:: THE PROBLEM ::
Copy the passage of the laser spine surgery text between "Consider Traditional Spinal" and "other traditional procedures.", inclusive, swapping "older patients" for "elderly patients".

:: EXERCISE TEXT ::
━━━━━━━━
Laser spine surgery is potentially effective, but you need to ensure you receive the right diagnosis from medical professionals before even considering the procedure.

Most cases of neck and back pain are only muscle-rated and don’t require or benefit from any additional surgery. Unless you’re experiencing severe pain or muscle weakness that’s making it a challenge to walk or perform regular daily tasks, surgery isn’t often the first option.

In most cases, physical therapy and exercise, along with anti-inflammatory medications and lifestyle changes, are often more effective means of eliminating neck and back pain.

If conservative treatments don’t succeed in reducing this pain, you may require surgery, but this depends on the diagnosis. For instance, if you have a herniated disk with extreme pain that isn’t treatable with other options, you may require a discectomy.

Consider Traditional Spinal Surgery

Unlike laser spine surgery, traditional spine surgery has been been tested in clinical trials, and most patients who go through discectomies rather than laser spine surgery have experienced relief from pain and other symptoms.

Laminectomy is also effective for older patients who have received a diagnosis for spinal stenosis. Only a select few neurosurgeons recommend laser spine surgery as an alternative to these traditional surgeries, as there is very little evidence proving that laser spine surgery is worthwhile compared to discectomies and laminectomies, among other traditional procedures.

While laser spine surgery may work in some cases, you’re better off sticking with other more traditional methods to treat severe pain before resorting to it.
━━━━━━━━
:: RECORDS SUPPLIED ::
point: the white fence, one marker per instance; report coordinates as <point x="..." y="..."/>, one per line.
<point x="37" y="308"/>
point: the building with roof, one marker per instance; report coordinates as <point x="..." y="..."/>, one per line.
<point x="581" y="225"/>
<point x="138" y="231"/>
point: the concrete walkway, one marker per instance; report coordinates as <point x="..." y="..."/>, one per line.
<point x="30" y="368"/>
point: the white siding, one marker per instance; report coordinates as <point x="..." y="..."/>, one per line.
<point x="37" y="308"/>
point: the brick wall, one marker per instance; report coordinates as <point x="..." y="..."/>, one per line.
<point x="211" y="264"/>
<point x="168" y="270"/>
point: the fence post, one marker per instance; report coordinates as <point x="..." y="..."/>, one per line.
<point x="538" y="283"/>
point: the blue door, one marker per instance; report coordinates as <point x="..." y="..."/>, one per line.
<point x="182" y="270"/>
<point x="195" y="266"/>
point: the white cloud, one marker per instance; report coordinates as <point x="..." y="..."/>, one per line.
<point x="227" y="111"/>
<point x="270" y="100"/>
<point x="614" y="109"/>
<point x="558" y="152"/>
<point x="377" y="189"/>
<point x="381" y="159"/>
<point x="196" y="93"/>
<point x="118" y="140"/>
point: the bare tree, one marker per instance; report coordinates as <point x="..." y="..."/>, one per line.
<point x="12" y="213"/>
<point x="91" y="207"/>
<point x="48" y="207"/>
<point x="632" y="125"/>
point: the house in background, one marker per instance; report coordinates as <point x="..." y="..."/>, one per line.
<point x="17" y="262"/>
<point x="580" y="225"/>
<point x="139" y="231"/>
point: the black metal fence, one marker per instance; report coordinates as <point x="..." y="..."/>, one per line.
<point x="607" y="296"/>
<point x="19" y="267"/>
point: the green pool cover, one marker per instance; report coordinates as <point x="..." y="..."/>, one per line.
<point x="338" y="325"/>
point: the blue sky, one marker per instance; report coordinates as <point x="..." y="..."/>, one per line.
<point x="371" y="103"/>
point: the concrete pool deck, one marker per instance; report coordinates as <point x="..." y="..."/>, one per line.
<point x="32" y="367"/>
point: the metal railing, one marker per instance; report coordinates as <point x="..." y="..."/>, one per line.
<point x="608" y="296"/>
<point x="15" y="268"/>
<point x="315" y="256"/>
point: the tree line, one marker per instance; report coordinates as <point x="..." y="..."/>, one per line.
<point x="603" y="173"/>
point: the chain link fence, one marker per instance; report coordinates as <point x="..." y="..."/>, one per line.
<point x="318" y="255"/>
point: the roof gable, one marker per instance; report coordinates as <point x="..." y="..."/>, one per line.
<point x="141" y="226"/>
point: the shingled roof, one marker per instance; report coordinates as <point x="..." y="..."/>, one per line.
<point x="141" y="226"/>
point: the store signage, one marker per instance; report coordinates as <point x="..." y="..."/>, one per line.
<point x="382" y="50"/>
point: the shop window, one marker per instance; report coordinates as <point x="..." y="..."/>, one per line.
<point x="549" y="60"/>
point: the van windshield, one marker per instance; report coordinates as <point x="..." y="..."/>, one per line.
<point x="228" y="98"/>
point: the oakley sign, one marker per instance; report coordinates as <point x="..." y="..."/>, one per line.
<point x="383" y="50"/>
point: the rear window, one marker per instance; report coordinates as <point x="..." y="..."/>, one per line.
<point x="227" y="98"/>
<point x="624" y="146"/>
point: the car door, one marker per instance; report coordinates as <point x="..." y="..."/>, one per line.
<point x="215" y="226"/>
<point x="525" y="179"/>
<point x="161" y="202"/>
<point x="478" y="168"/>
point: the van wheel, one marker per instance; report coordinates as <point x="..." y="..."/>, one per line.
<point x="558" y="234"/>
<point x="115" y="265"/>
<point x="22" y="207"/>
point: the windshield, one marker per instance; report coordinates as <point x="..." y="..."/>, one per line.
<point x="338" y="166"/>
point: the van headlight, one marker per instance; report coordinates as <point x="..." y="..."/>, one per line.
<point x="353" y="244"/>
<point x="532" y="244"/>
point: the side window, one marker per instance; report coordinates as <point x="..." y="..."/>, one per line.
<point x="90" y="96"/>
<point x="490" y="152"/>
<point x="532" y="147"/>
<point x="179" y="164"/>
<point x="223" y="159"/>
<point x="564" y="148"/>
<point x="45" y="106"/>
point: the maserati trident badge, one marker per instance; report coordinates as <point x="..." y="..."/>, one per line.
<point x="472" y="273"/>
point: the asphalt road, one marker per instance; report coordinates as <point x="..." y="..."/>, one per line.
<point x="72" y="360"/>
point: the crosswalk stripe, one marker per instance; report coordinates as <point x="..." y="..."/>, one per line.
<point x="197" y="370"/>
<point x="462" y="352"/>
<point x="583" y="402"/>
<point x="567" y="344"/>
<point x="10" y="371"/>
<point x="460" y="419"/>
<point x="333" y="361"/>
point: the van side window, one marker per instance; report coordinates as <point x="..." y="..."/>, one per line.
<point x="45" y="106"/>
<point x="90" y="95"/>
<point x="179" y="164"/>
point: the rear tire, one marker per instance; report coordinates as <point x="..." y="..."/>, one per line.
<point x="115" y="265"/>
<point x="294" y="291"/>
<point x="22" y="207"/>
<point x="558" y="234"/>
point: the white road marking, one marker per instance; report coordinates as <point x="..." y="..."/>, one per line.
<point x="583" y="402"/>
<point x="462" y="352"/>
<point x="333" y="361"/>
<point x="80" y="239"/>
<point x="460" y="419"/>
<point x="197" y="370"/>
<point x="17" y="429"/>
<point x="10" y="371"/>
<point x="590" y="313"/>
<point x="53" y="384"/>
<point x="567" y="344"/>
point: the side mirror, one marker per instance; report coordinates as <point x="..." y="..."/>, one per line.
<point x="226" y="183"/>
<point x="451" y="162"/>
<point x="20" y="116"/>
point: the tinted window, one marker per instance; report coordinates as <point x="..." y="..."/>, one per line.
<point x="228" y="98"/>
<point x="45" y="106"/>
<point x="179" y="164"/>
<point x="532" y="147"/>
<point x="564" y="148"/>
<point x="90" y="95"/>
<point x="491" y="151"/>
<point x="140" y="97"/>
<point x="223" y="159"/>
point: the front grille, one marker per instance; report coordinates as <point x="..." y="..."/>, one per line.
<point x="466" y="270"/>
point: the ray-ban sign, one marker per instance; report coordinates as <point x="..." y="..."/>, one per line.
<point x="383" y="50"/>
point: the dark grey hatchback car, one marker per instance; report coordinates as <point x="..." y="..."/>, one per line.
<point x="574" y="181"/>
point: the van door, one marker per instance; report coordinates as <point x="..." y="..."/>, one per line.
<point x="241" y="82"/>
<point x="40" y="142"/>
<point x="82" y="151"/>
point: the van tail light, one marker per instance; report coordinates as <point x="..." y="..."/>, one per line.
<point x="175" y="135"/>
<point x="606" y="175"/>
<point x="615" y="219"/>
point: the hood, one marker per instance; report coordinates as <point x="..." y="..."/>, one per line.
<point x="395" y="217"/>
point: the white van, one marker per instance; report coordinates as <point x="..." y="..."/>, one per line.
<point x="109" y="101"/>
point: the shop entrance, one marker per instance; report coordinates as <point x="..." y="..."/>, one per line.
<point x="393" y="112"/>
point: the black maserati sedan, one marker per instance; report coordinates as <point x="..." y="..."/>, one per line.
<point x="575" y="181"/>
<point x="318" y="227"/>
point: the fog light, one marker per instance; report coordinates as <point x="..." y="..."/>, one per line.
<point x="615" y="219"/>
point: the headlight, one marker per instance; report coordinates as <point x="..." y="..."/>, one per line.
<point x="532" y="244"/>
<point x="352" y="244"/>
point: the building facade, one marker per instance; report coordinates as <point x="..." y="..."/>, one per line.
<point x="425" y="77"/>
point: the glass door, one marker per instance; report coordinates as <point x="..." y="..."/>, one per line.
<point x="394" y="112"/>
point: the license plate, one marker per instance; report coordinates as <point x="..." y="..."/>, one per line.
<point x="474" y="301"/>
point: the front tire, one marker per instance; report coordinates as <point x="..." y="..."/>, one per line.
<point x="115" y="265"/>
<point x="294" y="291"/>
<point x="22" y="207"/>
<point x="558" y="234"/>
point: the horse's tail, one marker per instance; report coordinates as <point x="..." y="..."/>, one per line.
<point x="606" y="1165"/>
━━━━━━━━
:: RESPONSE TO THE EXERCISE ::
Consider Traditional Spinal Surgery

Unlike laser spine surgery, traditional spine surgery has been been tested in clinical trials, and most patients who go through discectomies rather than laser spine surgery have experienced relief from pain and other symptoms.

Laminectomy is also effective for elderly patients who have received a diagnosis for spinal stenosis. Only a select few neurosurgeons recommend laser spine surgery as an alternative to these traditional surgeries, as there is very little evidence proving that laser spine surgery is worthwhile compared to discectomies and laminectomies, among other traditional procedures.